Excerpted passage
==================================================

[Tarantool-patches] [PATCH v10 3/4] limbo: filter incoming synchro requests

Thu Aug 12 19:59:31 MSK 2021

On 10.08.2021 17:36, Cyrill Gorcunov wrote:
> On Tue, Aug 10, 2021 at 03:31:04PM +0300, Vladislav Shpilevoy wrote:
>>>
>>>   | I could add some operations here but not sure if it worth it.
>>>
>>> Letme state it clear then - I could add this assert() if you insist
>>> but I think we aready spread too many assertions all over the code,
>>> and if it is possible I would be glad not to add new ones. After all
>>> either we should add this assert() to each filter chain or not add
>>> at all, otherwise there will be kind of code imbalance.
>>
>> What is wrong with the assertions that you don't like adding them?
>> You add panics quite often, and they cost some perf. But asserts
>> just help to catch bugs and cost nothing in Release build.

==================================================

Records provided
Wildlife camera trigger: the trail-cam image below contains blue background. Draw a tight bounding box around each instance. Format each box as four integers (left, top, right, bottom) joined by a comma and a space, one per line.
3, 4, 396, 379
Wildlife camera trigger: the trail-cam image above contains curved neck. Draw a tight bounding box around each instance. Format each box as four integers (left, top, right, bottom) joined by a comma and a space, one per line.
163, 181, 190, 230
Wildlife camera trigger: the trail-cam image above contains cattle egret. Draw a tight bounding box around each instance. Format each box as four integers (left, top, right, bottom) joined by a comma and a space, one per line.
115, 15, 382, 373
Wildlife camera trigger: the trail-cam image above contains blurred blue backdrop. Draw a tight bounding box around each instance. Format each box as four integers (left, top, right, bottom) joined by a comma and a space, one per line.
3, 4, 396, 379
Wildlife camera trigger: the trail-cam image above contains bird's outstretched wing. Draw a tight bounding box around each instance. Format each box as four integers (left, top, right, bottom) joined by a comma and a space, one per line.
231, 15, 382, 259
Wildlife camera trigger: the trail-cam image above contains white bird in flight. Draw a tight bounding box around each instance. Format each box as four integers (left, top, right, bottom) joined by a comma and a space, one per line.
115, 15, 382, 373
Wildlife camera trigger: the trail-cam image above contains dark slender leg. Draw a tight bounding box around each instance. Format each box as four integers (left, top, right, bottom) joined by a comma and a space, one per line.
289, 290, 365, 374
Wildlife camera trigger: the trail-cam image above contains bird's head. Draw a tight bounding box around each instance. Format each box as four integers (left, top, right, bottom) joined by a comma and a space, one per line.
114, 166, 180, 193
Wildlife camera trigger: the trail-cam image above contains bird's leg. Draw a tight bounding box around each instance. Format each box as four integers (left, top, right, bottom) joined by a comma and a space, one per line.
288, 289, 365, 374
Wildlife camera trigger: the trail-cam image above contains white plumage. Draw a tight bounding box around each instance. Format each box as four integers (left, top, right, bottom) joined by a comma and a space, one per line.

==================================================

Problem 1
List every date-and-time stamp that appears in the patch discussion.
Problem 2
Retype the patch discussion from "On 10.08.2021 17:36, Cyrill" to "of code imbalance.".
The items above are separate material, unrelated to the patch discussion.

Final result 1
- Thu Aug 12 19:59:31 MSK 2021
- 10.08.2021 17:36
- Tue, Aug 10, 2021 at 03:31:04PM +0300

Final result 2
On 10.08.2021 17:36, Cyrill Gorcunov wrote:
> On Tue, Aug 10, 2021 at 03:31:04PM +0300, Vladislav Shpilevoy wrote:
>>>
>>>   | I could add some operations here but not sure if it worth it.
>>>
>>> Letme state it clear then - I could add this assert() if you insist
>>> but I think we aready spread too many assertions all over the code,
>>> and if it is possible I would be glad not to add new ones. After all
>>> either we should add this assert() to each filter chain or not add
>>> at all, otherwise there will be kind of code imbalance.